■ Study text
[Start of section]

Underlying the observation is a message about choice: of giving oneself the liberty to decide what to do, but also how to think. Panic, fear, fatalism, uncertainty, and obsessions with daily news or the minutiae of upended lives are all common responses to the crisis. But in such a particular moment, we’ll be missing something if we fail to allow this altered reality to alter us. 

“I’ve encouraged people to be careful not to be trying to be really productive all the time,” McKeown says. “We’re not in a coal mine. We’re in a diamond mine. Most stuff doesn’t matter, but a few things really, really do. I believe that is truly life, that is normal. But in all the noise and busyness, it isn’t obvious to people.”

If there’s a criticism to be leveled at this way of thinking, it’s that choice is the preserve of the privileged. Sure, maybe commute-free CEOs have a bit more leisure time now to ponder the meaning of what they do. But many ordinary people are of necessity gripped by the imperative to scrape together the means of survival. McKeown acknowledges that choices are different for those suffering the biggest economic shocks; but even that doesn’t mean they have no choices to make.  

“Whatever the circumstances, I have choice. I can choose to look at one thing I’m grateful for. I can choose to look at anything that’s going right. I can choose to look at what assets I do have. I can choose to face reality or hide from it. I can choose to take one step towards something that can help me survive,” McKeown says. 

What wasn’t so obvious after all

There’s been some good journalism about how the next months will unravel, but much of what we’re talking about now is speculation. It’s hard to know if the world will change, and how. When it comes to work, it’s possible we’ll revert quickly to pre-crisis modes of operation. Offices and other workplaces will reopen, and perhaps we’ll even go back to them most days of the week. Our children, back at school, will cease to feature in video calls with our clients. We’ll go out to buy food, and not find the experience extraordinary—though perhaps we’ll be grateful that oranges are available today. Maybe, for a while, we’ll look the cashier in the eye and thank them, because they’re doing a job we’re not sure we’d have the guts for. 

But it’s also possible that work will never be the same again. On a macro scale, Strangleman suggested, this could mean real, mainstream discussions of universal basic income; a re-evaluation of what work is for, and how the wealthy and the poor interact. It could mean a new attitude toward free markets, which have been the mainstay of modern capitalism but have been shaken so fundamentally by the emergence of a need for the same things—like medical equipment or Covid-19 tests—all over the world, at the same time. It could mean a reassessment of what “flexibility” really means, and what it can lead to: equality, or the lack of it. 

On a smaller scale, at the level of households and families—one of the only units of society that’s remained intact throughout—it could mean radical, personal reassessments. Some of those will be incredibly painful: early retirements forced, small businesses crushed. Others will involve positive transformation—though likely with some pain on the way, as the whole world wades through a probable recession.

When people criticize sociology, Strangleman says, it’s often to poke fun at it as the study of “the bleeding obvious.” Sociology is the study of society, after all, and we all know how society works. There’s likely some form of government, and an economy in which the majority of people work to support themselves. There are schools to educate children, and facilities to care for people who become ill or grow old. There are places to spend leisure time, and shops to sell goods.

Until, suddenly, there aren’t. 

Once you examine it, “the bleeding obvious isn’t that obvious,” Strangleman says. Things we took for granted before (a stocked pantry, say) might suddenly be valued as essential to survival; and what seemed essential to us in “normal” times might vanish, proving we had assessed their ultimate value to us incorrectly all along.

What’s essential? A very few things. This is the time to make sure we know what they are.

[End of section]

■ Your objective
Update the passage of the text on work and the crisis that opens with the words containing "Until, suddenly, there" and closes with "incorrectly all along.", putting "cupboard" in place of "pantry". Draw only on the text above.

■ Supplied material
[Start of section]

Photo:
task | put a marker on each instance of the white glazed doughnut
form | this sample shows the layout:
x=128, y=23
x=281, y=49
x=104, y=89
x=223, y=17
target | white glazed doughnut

[End of section]

■ Exercise result
Until, suddenly, there aren’t. 

Once you examine it, “the bleeding obvious isn’t that obvious,” Strangleman says. Things we took for granted before (a stocked cupboard, say) might suddenly be valued as essential to survival; and what seemed essential to us in “normal” times might vanish, proving we had assessed their ultimate value to us incorrectly all along.